• _TRECHO FORNECIDO_:

Para quem não quer adiar a data de aposentadoria, a caminhada ideal rumo a um futuro confortável deve reunir um esforço conjunto de diversificação das aplicações financeiras e aumento do esforço mensal de poupança, afirmam especialistas ouvidos pelo Valor.

"Não há uma solução única. É preciso combinar as variáveis para conseguir a renda esperada sem correr muitos riscos", diz o consultor Mauro Calil.

Isso fica evidente no exemplo do investidor de 50 anos, com reserva de R$ 500 mil, poupança mensal de R$ 1.500 e renda de R$ 10 mil na aposentadoria. Com taxa real de 2%, o dinheiro acaba em nove anos. Se elevar a contribuição mensal para R$ 2.500 e conseguir juro real de 4%, terá recursos por mais 17 anos.

• _OBJETIVO_: Você pode reproduzir na íntegra, sem nenhuma alteração, o trecho sobre planejamento da aposentadoria?

Itens de um conjunto de dados:

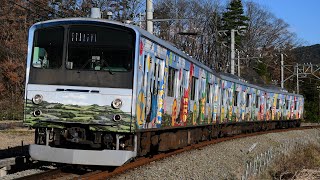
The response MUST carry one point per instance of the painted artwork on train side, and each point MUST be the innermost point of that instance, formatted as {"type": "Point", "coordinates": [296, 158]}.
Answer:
{"type": "Point", "coordinates": [156, 107]}
{"type": "Point", "coordinates": [175, 92]}
{"type": "Point", "coordinates": [60, 107]}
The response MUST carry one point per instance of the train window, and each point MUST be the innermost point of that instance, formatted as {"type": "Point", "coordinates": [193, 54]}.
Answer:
{"type": "Point", "coordinates": [248, 100]}
{"type": "Point", "coordinates": [235, 98]}
{"type": "Point", "coordinates": [48, 48]}
{"type": "Point", "coordinates": [193, 88]}
{"type": "Point", "coordinates": [208, 92]}
{"type": "Point", "coordinates": [171, 82]}
{"type": "Point", "coordinates": [100, 48]}
{"type": "Point", "coordinates": [257, 101]}
{"type": "Point", "coordinates": [184, 82]}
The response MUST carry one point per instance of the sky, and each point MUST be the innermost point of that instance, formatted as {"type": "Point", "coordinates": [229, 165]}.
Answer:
{"type": "Point", "coordinates": [303, 16]}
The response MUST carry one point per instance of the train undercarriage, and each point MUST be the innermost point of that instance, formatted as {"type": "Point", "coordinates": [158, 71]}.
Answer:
{"type": "Point", "coordinates": [78, 145]}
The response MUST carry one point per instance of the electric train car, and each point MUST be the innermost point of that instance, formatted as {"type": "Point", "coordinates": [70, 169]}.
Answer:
{"type": "Point", "coordinates": [100, 92]}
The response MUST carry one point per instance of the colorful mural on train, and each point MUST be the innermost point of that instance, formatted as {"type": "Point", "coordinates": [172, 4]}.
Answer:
{"type": "Point", "coordinates": [176, 92]}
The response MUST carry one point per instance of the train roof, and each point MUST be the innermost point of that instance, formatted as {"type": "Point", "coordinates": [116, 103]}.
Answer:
{"type": "Point", "coordinates": [166, 44]}
{"type": "Point", "coordinates": [138, 30]}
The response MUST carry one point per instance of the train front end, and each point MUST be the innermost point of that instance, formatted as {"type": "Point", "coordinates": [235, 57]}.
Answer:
{"type": "Point", "coordinates": [79, 92]}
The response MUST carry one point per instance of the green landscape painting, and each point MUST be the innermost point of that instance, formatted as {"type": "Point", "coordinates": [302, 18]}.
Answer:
{"type": "Point", "coordinates": [100, 118]}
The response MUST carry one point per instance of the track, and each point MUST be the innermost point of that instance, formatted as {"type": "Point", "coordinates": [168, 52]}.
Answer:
{"type": "Point", "coordinates": [145, 160]}
{"type": "Point", "coordinates": [62, 173]}
{"type": "Point", "coordinates": [68, 172]}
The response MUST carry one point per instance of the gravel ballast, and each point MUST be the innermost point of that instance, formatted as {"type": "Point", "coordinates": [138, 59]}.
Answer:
{"type": "Point", "coordinates": [226, 160]}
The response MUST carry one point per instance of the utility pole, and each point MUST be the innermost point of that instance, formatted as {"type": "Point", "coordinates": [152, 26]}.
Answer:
{"type": "Point", "coordinates": [232, 50]}
{"type": "Point", "coordinates": [238, 63]}
{"type": "Point", "coordinates": [149, 16]}
{"type": "Point", "coordinates": [282, 69]}
{"type": "Point", "coordinates": [297, 78]}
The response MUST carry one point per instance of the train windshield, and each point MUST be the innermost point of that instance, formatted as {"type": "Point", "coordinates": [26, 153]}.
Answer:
{"type": "Point", "coordinates": [99, 49]}
{"type": "Point", "coordinates": [83, 55]}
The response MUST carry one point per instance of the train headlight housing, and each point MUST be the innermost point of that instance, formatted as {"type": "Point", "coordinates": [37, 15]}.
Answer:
{"type": "Point", "coordinates": [116, 104]}
{"type": "Point", "coordinates": [37, 113]}
{"type": "Point", "coordinates": [37, 99]}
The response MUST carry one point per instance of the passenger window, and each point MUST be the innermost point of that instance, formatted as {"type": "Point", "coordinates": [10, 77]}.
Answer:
{"type": "Point", "coordinates": [278, 104]}
{"type": "Point", "coordinates": [257, 101]}
{"type": "Point", "coordinates": [248, 100]}
{"type": "Point", "coordinates": [193, 88]}
{"type": "Point", "coordinates": [171, 81]}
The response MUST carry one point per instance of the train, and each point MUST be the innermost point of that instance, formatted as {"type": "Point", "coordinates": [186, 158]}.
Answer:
{"type": "Point", "coordinates": [100, 92]}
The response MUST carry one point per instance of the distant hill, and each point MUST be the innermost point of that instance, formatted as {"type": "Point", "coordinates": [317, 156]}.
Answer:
{"type": "Point", "coordinates": [308, 54]}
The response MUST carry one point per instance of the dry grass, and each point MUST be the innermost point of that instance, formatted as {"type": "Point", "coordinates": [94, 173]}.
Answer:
{"type": "Point", "coordinates": [300, 164]}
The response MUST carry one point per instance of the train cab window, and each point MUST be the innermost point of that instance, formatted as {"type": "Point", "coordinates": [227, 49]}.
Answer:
{"type": "Point", "coordinates": [100, 48]}
{"type": "Point", "coordinates": [171, 81]}
{"type": "Point", "coordinates": [257, 101]}
{"type": "Point", "coordinates": [278, 104]}
{"type": "Point", "coordinates": [193, 88]}
{"type": "Point", "coordinates": [248, 100]}
{"type": "Point", "coordinates": [48, 48]}
{"type": "Point", "coordinates": [235, 98]}
{"type": "Point", "coordinates": [183, 82]}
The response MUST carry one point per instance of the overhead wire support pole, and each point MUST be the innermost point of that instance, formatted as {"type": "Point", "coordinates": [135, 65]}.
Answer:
{"type": "Point", "coordinates": [282, 73]}
{"type": "Point", "coordinates": [232, 51]}
{"type": "Point", "coordinates": [238, 63]}
{"type": "Point", "coordinates": [149, 16]}
{"type": "Point", "coordinates": [297, 78]}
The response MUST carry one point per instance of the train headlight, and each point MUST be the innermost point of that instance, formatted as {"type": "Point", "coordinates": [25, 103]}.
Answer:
{"type": "Point", "coordinates": [117, 103]}
{"type": "Point", "coordinates": [117, 117]}
{"type": "Point", "coordinates": [37, 99]}
{"type": "Point", "coordinates": [37, 113]}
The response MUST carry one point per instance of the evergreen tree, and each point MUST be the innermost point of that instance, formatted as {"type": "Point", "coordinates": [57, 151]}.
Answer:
{"type": "Point", "coordinates": [234, 18]}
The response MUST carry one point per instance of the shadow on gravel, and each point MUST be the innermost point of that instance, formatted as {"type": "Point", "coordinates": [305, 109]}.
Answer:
{"type": "Point", "coordinates": [14, 151]}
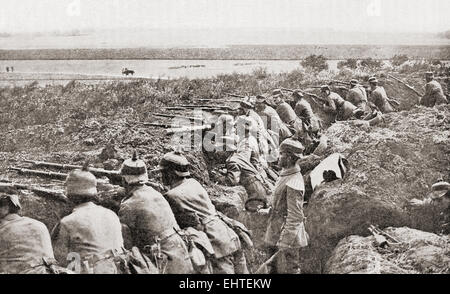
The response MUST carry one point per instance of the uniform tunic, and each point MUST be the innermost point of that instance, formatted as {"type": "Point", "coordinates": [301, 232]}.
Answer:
{"type": "Point", "coordinates": [275, 124]}
{"type": "Point", "coordinates": [337, 105]}
{"type": "Point", "coordinates": [24, 242]}
{"type": "Point", "coordinates": [358, 97]}
{"type": "Point", "coordinates": [286, 227]}
{"type": "Point", "coordinates": [304, 111]}
{"type": "Point", "coordinates": [91, 231]}
{"type": "Point", "coordinates": [189, 197]}
{"type": "Point", "coordinates": [148, 215]}
{"type": "Point", "coordinates": [434, 95]}
{"type": "Point", "coordinates": [380, 99]}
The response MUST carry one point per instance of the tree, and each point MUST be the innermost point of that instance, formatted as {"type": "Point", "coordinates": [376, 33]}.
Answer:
{"type": "Point", "coordinates": [349, 63]}
{"type": "Point", "coordinates": [316, 63]}
{"type": "Point", "coordinates": [370, 63]}
{"type": "Point", "coordinates": [398, 60]}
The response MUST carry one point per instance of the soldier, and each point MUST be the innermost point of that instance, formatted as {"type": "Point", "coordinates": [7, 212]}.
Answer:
{"type": "Point", "coordinates": [434, 95]}
{"type": "Point", "coordinates": [286, 233]}
{"type": "Point", "coordinates": [91, 234]}
{"type": "Point", "coordinates": [265, 140]}
{"type": "Point", "coordinates": [378, 98]}
{"type": "Point", "coordinates": [438, 202]}
{"type": "Point", "coordinates": [149, 221]}
{"type": "Point", "coordinates": [275, 126]}
{"type": "Point", "coordinates": [193, 208]}
{"type": "Point", "coordinates": [304, 111]}
{"type": "Point", "coordinates": [25, 244]}
{"type": "Point", "coordinates": [357, 95]}
{"type": "Point", "coordinates": [343, 110]}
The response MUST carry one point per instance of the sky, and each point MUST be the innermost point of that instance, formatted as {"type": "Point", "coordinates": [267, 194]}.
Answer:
{"type": "Point", "coordinates": [420, 16]}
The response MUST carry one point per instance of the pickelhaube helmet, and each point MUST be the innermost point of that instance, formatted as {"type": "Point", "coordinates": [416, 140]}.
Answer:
{"type": "Point", "coordinates": [81, 183]}
{"type": "Point", "coordinates": [373, 80]}
{"type": "Point", "coordinates": [134, 170]}
{"type": "Point", "coordinates": [292, 146]}
{"type": "Point", "coordinates": [177, 162]}
{"type": "Point", "coordinates": [9, 192]}
{"type": "Point", "coordinates": [325, 88]}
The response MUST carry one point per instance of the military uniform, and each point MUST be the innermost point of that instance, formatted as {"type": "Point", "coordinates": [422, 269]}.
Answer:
{"type": "Point", "coordinates": [94, 233]}
{"type": "Point", "coordinates": [380, 99]}
{"type": "Point", "coordinates": [275, 124]}
{"type": "Point", "coordinates": [343, 110]}
{"type": "Point", "coordinates": [358, 97]}
{"type": "Point", "coordinates": [434, 95]}
{"type": "Point", "coordinates": [286, 229]}
{"type": "Point", "coordinates": [190, 198]}
{"type": "Point", "coordinates": [151, 222]}
{"type": "Point", "coordinates": [304, 111]}
{"type": "Point", "coordinates": [24, 244]}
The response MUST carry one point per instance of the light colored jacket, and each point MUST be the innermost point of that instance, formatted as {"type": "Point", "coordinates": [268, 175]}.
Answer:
{"type": "Point", "coordinates": [304, 111]}
{"type": "Point", "coordinates": [189, 197]}
{"type": "Point", "coordinates": [148, 216]}
{"type": "Point", "coordinates": [358, 97]}
{"type": "Point", "coordinates": [91, 231]}
{"type": "Point", "coordinates": [24, 242]}
{"type": "Point", "coordinates": [434, 95]}
{"type": "Point", "coordinates": [380, 99]}
{"type": "Point", "coordinates": [286, 228]}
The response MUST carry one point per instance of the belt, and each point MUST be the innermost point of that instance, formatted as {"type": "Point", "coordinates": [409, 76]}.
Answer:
{"type": "Point", "coordinates": [209, 219]}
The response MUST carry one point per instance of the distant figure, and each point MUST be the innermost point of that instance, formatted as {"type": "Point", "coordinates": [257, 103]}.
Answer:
{"type": "Point", "coordinates": [434, 94]}
{"type": "Point", "coordinates": [127, 72]}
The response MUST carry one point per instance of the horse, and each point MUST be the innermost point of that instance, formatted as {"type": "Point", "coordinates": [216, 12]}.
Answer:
{"type": "Point", "coordinates": [127, 72]}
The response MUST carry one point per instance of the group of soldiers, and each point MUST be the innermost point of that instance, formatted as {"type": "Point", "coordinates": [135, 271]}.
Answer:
{"type": "Point", "coordinates": [181, 231]}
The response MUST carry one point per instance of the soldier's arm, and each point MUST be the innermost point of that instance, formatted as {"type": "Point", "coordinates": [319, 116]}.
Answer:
{"type": "Point", "coordinates": [233, 177]}
{"type": "Point", "coordinates": [331, 107]}
{"type": "Point", "coordinates": [61, 242]}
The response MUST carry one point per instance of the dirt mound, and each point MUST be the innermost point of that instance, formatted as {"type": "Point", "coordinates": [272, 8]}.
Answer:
{"type": "Point", "coordinates": [390, 164]}
{"type": "Point", "coordinates": [419, 252]}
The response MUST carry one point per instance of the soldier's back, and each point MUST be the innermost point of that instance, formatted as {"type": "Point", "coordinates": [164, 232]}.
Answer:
{"type": "Point", "coordinates": [92, 230]}
{"type": "Point", "coordinates": [23, 244]}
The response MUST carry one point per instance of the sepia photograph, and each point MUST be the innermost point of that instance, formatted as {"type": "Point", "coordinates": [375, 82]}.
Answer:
{"type": "Point", "coordinates": [241, 139]}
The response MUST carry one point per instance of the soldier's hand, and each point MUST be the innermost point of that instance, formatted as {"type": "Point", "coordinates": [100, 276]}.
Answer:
{"type": "Point", "coordinates": [415, 202]}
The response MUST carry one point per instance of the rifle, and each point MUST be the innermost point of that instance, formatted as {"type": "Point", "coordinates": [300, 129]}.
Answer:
{"type": "Point", "coordinates": [43, 174]}
{"type": "Point", "coordinates": [339, 82]}
{"type": "Point", "coordinates": [234, 95]}
{"type": "Point", "coordinates": [98, 172]}
{"type": "Point", "coordinates": [179, 116]}
{"type": "Point", "coordinates": [383, 233]}
{"type": "Point", "coordinates": [160, 125]}
{"type": "Point", "coordinates": [316, 97]}
{"type": "Point", "coordinates": [406, 85]}
{"type": "Point", "coordinates": [192, 108]}
{"type": "Point", "coordinates": [223, 107]}
{"type": "Point", "coordinates": [54, 195]}
{"type": "Point", "coordinates": [217, 100]}
{"type": "Point", "coordinates": [188, 129]}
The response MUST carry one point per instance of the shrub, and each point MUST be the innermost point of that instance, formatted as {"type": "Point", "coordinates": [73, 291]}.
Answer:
{"type": "Point", "coordinates": [370, 63]}
{"type": "Point", "coordinates": [349, 63]}
{"type": "Point", "coordinates": [315, 63]}
{"type": "Point", "coordinates": [398, 60]}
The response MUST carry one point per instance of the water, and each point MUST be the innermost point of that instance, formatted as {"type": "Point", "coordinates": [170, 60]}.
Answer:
{"type": "Point", "coordinates": [152, 68]}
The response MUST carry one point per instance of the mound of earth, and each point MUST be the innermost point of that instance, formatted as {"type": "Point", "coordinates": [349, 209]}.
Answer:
{"type": "Point", "coordinates": [418, 252]}
{"type": "Point", "coordinates": [389, 164]}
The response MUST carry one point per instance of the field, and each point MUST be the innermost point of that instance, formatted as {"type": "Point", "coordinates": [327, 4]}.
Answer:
{"type": "Point", "coordinates": [100, 122]}
{"type": "Point", "coordinates": [237, 52]}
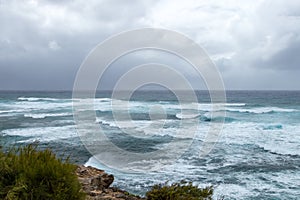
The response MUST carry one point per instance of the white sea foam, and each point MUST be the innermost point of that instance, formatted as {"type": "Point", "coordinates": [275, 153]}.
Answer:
{"type": "Point", "coordinates": [187, 116]}
{"type": "Point", "coordinates": [43, 133]}
{"type": "Point", "coordinates": [36, 99]}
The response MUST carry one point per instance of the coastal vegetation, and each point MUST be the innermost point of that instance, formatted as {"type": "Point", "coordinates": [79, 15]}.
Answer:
{"type": "Point", "coordinates": [179, 191]}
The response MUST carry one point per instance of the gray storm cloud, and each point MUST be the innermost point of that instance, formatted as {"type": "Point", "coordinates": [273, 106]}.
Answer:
{"type": "Point", "coordinates": [255, 45]}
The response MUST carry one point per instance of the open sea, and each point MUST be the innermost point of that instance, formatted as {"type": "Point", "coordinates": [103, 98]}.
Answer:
{"type": "Point", "coordinates": [257, 155]}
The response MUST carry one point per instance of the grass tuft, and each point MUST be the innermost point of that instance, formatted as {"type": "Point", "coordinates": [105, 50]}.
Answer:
{"type": "Point", "coordinates": [179, 191]}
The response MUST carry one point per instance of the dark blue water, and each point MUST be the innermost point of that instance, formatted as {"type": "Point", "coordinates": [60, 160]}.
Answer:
{"type": "Point", "coordinates": [257, 155]}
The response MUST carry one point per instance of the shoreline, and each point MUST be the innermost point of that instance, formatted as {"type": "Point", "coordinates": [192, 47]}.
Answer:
{"type": "Point", "coordinates": [96, 184]}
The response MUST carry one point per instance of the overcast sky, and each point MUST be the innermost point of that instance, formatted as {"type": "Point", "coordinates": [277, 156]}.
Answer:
{"type": "Point", "coordinates": [254, 44]}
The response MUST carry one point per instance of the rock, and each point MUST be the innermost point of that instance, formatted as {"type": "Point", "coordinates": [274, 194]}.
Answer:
{"type": "Point", "coordinates": [96, 184]}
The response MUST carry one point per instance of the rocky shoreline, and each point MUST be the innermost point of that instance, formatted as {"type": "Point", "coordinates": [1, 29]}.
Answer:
{"type": "Point", "coordinates": [96, 184]}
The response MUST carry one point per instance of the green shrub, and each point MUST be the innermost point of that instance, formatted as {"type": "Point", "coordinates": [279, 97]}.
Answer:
{"type": "Point", "coordinates": [26, 173]}
{"type": "Point", "coordinates": [179, 191]}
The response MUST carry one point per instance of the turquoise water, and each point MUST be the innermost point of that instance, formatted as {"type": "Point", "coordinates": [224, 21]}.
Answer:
{"type": "Point", "coordinates": [256, 157]}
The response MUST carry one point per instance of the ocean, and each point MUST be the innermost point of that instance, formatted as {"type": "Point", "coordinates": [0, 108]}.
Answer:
{"type": "Point", "coordinates": [257, 155]}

• _RESULTADO DA TAREFA_:
Para quem não quer adiar a data de aposentadoria, a caminhada ideal rumo a um futuro confortável deve reunir um esforço conjunto de diversificação das aplicações financeiras e aumento do esforço mensal de poupança, afirmam especialistas ouvidos pelo Valor.

"Não há uma solução única. É preciso combinar as variáveis para conseguir a renda esperada sem correr muitos riscos", diz o consultor Mauro Calil.

Isso fica evidente no exemplo do investidor de 50 anos, com reserva de R$ 500 mil, poupança mensal de R$ 1.500 e renda de R$ 10 mil na aposentadoria. Com taxa real de 2%, o dinheiro acaba em nove anos. Se elevar a contribuição mensal para R$ 2.500 e conseguir juro real de 4%, terá recursos por mais 17 anos.